Brief ▸
For each line below that includes the word "wall", make a copy.

Records for processing ▸
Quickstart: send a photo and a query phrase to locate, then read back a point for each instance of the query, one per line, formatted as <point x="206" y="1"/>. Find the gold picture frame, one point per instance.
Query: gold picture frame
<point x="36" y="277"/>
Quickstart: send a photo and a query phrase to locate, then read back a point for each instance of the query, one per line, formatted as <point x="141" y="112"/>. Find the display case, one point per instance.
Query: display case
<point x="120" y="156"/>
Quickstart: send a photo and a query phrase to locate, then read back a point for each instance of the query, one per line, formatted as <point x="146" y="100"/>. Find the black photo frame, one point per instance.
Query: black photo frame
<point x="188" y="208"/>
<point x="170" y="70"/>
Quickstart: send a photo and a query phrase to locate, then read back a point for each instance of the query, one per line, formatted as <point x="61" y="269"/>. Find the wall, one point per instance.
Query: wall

Reply ▸
Quickstart: send a photo and a query phrase to locate, then read back a point for each instance of the query, one per line, formatted as <point x="61" y="269"/>. Find the wall, one point per instance.
Query: wall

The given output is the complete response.